- Opening Delimiter -
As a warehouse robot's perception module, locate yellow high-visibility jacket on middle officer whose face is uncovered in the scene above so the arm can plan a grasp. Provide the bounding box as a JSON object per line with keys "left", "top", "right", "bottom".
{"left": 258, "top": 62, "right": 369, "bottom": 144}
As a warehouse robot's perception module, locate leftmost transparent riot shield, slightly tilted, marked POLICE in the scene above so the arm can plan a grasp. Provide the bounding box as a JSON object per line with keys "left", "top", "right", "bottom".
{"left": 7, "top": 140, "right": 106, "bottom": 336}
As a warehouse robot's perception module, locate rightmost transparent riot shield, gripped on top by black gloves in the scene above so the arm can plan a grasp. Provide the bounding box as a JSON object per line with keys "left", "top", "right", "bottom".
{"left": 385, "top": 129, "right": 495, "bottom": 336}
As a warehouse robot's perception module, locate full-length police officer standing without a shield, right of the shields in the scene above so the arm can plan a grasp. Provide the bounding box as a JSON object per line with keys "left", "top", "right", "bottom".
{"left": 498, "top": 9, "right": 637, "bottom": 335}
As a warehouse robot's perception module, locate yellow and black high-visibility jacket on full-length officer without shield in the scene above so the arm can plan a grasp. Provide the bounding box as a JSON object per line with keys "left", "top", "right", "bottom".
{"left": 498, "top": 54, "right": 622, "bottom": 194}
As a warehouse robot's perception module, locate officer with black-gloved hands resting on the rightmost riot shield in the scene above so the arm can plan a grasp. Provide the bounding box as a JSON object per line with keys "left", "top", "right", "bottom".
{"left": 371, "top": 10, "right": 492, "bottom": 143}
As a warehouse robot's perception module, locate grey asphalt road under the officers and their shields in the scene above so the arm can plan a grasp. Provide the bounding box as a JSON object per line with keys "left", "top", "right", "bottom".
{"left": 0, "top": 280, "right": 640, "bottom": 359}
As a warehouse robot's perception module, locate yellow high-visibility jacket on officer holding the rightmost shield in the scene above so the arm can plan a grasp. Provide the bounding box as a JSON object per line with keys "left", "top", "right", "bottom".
- Closing Delimiter -
**Task item**:
Exactly as shown, give every record again.

**Exercise result**:
As a warehouse robot's perception module, locate yellow high-visibility jacket on middle officer whose face is uncovered in the scene above so the arm can plan a grasp. Provide the bounding box as a JSON object per line with keys "left", "top", "right", "bottom".
{"left": 258, "top": 62, "right": 369, "bottom": 144}
As a warehouse robot's perception module, locate leftmost transparent riot shield, slightly tilted, marked POLICE in the scene above so the arm can plan a grasp. Provide the bounding box as a JSON object per line with keys "left", "top", "right", "bottom".
{"left": 7, "top": 140, "right": 106, "bottom": 336}
As a warehouse robot's perception module, locate rightmost transparent riot shield, gripped on top by black gloves in the scene above so the arm can plan a grasp. Provide the bounding box as a JSON object per line with keys "left", "top", "right", "bottom".
{"left": 385, "top": 129, "right": 495, "bottom": 336}
As a warehouse robot's perception module, locate full-length police officer standing without a shield, right of the shields in the scene above so the arm can plan a grasp. Provide the bounding box as a JSON object per line with keys "left", "top", "right", "bottom".
{"left": 498, "top": 9, "right": 637, "bottom": 335}
As a warehouse robot's perception module, locate yellow and black high-visibility jacket on full-length officer without shield in the scene above so the arm can plan a grasp. Provide the bounding box as a JSON object per line with keys "left", "top", "right", "bottom".
{"left": 498, "top": 54, "right": 622, "bottom": 194}
As a warehouse robot's perception module, locate officer with black-gloved hands resting on the rightmost riot shield in the scene above so the arm can plan a grasp. Provide the bounding box as a JSON object per line with keys "left", "top", "right", "bottom".
{"left": 371, "top": 10, "right": 492, "bottom": 143}
As a warehouse robot's perception module, locate grey asphalt road under the officers and their shields in the scene above so the arm can plan a grasp. Provide the bounding box as a JSON object per line with keys "left", "top", "right", "bottom".
{"left": 0, "top": 280, "right": 640, "bottom": 359}
As a warehouse robot's perception module, locate yellow high-visibility jacket on officer holding the rightmost shield in the scene above so the arm can plan a grasp. Provide the bounding box as a JSON object per line with keys "left", "top", "right", "bottom".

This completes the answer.